§ Reading passage

----

Channel Contributions vs True Effects#
As before, we scale back the estimated channel contributions to the original data.
pp_mu_calibrated = xr.apply_ufunc(
target_scaler.inverse_transform,
idata_calibrated["posterior"]["mu"].expand_dims(dim={"_": 1}, axis=-1),
input_core_dims=[["date", "_"]],
output_core_dims=[["date", "_"]],
vectorize=True,
).squeeze(dim="_")
pp_contributions_calibrated = xr.apply_ufunc(
target_scaler.inverse_transform,
idata_calibrated["posterior"]["channel_contributions"],
input_core_dims=[["date", "channel"]],
output_core_dims=[["date", "channel"]],
vectorize=True,
)
fig, ax = plt.subplots(
nrows=2, ncols=1, figsize=(12, 7), sharex=True, layout="constrained"
)
for i, ch in enumerate(channels):
sns.lineplot(
x="date",
y=f"{ch}_effect",
data=raw_df.assign(
**{f"{ch}_effect": lambda df, c=ch: amplitude * df[f"{c}_effect"]}
),
color=f"C{i}",
label=rf"${ch}$ true effect",
ax=ax[i],
)
az.plot_hdi(
x=date,
y=pp_contributions_calibrated.sel(channel=ch),
hdi_prob=0.94,
color=f"C{i}",
fill_kwargs={"alpha": 0.3, "label": rf"${ch}$ estimated $94\%$ HDI"},
smooth=False,
ax=ax[i],
)
ax[i].legend(loc="upper right")
fig.suptitle("Channel Contributions - Calibrated", fontsize=18, fontweight="bold");
The results are much better! The contributions are much closer to the true effects. It is not perfect for \(x_1\), but it is much better than before. This can translate into better decisions and downstream optimization.
ROAS Estimation (Calibrated)#
For the calibrated model, as before, we generate counterfactual predictions by zeroing out both channels_scaled (the model input) and channels_cost.
predictions_roas_calibrated = {}
for channel in channels:
with model_calibrated:
pm.set_data(
new_data={
"channels_scaled": channels_scaler.transform(
raw_df[channels].assign(**{channel: 0})
),
"channels_cost": raw_df[channels].assign(**{channel: 0}).to_numpy(),
}
)
preds = pm.sample_posterior_predictive(
trace=idata_calibrated,
var_names=["mu"],
progressbar=False,
random_seed=rng,
)
mu_counterfactual = xr.apply_ufunc(
target_scaler.inverse_transform,
preds["posterior_predictive"]["mu"].expand_dims(dim={"_": 1}, axis=-1),
input_core_dims=[["date", "_"]],
output_core_dims=[["date", "_"]],
vectorize=True,
).squeeze(dim="_")
diff = pp_mu_calibrated - mu_counterfactual
predictions_roas_calibrated[channel] = diff.sum(dim="date") / raw_df[channel].sum()
Sampling: []
Sampling: []
fig, ax = plt.subplots(
nrows=2, ncols=1, figsize=(12, 7), sharex=True, layout="constrained"
)

----

§ Provided information
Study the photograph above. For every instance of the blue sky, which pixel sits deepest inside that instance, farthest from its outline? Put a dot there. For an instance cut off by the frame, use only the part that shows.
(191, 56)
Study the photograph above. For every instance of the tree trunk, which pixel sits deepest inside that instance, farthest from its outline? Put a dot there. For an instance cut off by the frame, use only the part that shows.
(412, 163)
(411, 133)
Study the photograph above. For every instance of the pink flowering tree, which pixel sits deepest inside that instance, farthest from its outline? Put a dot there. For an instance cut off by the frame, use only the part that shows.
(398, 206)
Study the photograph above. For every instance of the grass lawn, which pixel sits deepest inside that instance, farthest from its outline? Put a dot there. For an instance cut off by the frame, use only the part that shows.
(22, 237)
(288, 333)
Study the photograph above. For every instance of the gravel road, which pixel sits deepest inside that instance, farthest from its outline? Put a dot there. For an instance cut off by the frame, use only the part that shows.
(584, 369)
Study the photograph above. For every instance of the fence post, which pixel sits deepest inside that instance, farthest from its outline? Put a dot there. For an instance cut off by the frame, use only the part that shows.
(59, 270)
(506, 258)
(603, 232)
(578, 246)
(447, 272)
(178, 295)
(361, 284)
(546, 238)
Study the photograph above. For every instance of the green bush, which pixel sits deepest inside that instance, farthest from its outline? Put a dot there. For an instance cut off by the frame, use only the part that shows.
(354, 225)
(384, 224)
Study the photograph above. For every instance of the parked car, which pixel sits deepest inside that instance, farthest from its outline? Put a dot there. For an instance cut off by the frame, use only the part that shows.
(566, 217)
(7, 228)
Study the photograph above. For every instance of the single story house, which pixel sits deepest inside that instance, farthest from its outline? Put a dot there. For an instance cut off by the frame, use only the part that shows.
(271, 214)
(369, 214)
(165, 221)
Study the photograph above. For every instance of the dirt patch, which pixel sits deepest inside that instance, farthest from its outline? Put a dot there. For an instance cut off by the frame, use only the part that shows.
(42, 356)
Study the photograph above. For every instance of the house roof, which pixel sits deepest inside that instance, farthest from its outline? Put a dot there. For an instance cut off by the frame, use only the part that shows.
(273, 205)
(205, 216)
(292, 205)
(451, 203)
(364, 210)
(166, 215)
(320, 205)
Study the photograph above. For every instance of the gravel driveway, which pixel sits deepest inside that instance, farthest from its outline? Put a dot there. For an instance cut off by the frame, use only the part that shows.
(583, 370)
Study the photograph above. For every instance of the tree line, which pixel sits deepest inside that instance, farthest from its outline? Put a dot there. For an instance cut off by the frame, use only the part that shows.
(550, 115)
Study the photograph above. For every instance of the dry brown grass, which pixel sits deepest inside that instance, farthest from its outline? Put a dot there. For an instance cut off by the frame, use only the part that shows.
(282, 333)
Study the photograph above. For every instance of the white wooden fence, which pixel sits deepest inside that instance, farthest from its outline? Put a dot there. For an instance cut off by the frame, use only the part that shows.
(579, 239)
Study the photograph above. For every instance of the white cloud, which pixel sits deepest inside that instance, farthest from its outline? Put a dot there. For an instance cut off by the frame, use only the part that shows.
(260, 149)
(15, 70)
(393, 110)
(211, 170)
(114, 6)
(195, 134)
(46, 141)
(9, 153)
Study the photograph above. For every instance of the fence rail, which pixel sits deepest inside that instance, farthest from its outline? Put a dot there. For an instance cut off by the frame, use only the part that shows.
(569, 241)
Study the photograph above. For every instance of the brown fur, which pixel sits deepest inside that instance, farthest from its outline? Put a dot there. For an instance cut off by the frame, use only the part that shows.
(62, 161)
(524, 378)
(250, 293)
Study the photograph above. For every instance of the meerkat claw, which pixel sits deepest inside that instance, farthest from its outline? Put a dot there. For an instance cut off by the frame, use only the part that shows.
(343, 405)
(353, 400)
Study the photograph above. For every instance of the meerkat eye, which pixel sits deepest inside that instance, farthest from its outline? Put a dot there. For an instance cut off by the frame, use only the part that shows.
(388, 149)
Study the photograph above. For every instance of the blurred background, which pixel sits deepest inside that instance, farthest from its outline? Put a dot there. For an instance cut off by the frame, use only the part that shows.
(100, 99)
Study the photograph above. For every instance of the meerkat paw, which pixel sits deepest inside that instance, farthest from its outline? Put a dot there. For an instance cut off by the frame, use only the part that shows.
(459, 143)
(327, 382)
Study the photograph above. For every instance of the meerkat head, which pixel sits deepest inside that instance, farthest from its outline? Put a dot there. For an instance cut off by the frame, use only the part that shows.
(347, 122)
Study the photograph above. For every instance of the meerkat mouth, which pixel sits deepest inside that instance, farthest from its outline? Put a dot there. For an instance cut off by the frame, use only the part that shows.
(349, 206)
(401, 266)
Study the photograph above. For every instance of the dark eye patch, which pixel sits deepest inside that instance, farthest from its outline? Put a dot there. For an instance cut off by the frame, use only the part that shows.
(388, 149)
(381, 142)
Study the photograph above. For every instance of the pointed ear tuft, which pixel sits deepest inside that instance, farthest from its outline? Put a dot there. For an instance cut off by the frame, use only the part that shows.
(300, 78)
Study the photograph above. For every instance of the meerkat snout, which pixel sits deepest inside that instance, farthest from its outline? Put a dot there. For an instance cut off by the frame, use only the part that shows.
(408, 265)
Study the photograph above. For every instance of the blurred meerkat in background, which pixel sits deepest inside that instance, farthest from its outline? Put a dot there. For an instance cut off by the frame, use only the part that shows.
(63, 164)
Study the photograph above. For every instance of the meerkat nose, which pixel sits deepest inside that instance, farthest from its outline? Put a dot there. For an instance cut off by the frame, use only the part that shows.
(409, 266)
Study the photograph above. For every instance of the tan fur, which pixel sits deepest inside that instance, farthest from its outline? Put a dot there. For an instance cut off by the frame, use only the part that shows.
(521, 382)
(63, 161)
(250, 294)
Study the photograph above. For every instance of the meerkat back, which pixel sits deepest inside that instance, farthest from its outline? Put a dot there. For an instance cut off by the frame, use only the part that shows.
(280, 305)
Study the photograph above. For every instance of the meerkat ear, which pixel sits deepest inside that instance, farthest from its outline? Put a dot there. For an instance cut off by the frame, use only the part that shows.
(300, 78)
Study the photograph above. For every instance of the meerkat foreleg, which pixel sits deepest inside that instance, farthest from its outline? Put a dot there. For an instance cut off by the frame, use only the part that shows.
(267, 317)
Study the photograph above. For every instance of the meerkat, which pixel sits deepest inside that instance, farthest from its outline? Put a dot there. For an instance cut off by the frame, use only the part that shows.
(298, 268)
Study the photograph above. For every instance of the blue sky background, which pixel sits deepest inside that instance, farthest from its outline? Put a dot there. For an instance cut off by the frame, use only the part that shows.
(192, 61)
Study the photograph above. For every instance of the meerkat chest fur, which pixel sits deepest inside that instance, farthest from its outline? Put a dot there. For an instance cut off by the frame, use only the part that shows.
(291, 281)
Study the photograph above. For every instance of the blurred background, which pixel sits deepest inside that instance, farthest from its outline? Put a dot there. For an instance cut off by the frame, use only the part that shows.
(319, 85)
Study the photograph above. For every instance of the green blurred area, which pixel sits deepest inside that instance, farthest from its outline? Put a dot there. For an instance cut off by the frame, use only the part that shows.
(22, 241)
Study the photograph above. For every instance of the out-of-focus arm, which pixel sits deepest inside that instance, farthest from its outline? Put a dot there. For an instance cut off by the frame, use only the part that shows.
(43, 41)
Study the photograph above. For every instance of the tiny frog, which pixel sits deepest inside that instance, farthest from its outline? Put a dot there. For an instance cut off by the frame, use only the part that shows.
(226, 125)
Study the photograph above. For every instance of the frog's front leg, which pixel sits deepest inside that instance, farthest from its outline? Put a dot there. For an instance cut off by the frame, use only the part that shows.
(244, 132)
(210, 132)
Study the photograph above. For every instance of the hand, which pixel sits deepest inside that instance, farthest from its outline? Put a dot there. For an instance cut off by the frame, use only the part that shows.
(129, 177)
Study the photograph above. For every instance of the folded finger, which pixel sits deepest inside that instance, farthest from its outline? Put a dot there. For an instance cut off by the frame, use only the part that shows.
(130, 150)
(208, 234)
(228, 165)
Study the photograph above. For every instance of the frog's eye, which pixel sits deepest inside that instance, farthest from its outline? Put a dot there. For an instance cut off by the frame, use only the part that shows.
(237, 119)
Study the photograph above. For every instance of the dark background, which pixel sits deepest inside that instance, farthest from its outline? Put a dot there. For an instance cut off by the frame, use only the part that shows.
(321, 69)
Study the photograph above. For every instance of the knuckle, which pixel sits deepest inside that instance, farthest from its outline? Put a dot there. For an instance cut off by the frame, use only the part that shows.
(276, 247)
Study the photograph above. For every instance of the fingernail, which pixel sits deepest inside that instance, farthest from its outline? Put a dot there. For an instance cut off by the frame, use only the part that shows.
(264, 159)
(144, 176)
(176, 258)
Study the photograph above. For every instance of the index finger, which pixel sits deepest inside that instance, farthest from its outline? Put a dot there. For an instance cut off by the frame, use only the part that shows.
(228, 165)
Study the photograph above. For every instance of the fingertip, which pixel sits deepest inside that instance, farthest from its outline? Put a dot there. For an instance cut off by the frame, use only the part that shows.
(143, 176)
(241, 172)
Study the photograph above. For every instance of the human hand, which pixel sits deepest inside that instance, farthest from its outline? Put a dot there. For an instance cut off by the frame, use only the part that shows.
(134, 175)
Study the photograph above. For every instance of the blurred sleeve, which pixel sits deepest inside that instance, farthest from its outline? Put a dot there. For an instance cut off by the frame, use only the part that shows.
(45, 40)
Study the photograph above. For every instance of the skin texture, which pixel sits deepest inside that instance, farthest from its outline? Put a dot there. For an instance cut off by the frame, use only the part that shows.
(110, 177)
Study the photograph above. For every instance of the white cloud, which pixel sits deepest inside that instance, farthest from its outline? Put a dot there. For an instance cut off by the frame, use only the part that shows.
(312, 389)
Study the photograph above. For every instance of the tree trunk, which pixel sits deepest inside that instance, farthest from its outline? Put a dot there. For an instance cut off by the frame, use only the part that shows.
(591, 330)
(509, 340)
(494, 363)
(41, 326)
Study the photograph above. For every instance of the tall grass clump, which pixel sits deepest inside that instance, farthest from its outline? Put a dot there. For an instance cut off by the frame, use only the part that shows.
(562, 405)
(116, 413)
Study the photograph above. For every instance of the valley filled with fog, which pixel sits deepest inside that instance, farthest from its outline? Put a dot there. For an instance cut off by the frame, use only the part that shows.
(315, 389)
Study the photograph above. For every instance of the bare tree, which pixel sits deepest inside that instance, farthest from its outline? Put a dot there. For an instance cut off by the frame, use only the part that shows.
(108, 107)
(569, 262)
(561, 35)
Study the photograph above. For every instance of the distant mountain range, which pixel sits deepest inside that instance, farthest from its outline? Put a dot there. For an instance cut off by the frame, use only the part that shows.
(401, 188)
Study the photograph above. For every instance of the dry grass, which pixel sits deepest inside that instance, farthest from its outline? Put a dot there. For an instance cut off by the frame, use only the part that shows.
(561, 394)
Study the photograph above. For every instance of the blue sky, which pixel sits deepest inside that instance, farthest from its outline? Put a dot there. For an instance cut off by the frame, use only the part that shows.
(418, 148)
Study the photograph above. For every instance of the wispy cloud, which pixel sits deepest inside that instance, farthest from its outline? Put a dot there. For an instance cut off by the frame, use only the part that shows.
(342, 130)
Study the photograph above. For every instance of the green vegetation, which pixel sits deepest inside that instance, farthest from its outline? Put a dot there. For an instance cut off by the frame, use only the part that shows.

----

§ Exercise set
- 1) According to the channel contributions walkthrough, which two inputs are zeroed out to generate the counterfactual predictions for the calibrated model?
- 2) Extend the channel contributions walkthrough from the point where it stops.

§ Answer set
- 1) Both channels_scaled (the model input) and channels_cost are zeroed out.

- 2)
az.plot_posterior(predictions_roas_calibrated["x1"], ref_val=roas_true_x1, ax=ax[0])
ax[0].set(title="x1")
az.plot_posterior(predictions_roas_calibrated["x2"], ref_val=roas_true_x2, ax=ax[1])
ax[1].set(title="x2", xlabel="ROAS")
fig.suptitle("Global ROAS - Calibrated Model", fontsize=18, fontweight="bold");
The ROAS estimates are now closer to the true values, especially for \(x_1\) where the confounding bias was most severe. Directionally, these estimates are much better for decision-making.
Model Comparison#
Let’s summarize the results in a single figure.
The comparison shows (as described above):
\(x_1\): The baseline model massively overestimates ROAS due to the confounding bias from \(z\). The calibrated model, informed by the experimental ROAS prior, brings the estimate much closer to the true value.
\(x_2\): Both models produce reasonable estimates since \(x_2\) has no confounding path, though the calibrated model provides tighter uncertainty bounds.
Note that the ROAS posteriors in the calibrated model are not identical to the priors; the likelihood (observed data) still influences the final estimates. The ROAS priors act as regularization, pulling the estimates toward experimentally validated values while still allowing the data to inform the posterior. This is where adding more experiments with additional likelihoods will help a lot (see Lift Test Calibration).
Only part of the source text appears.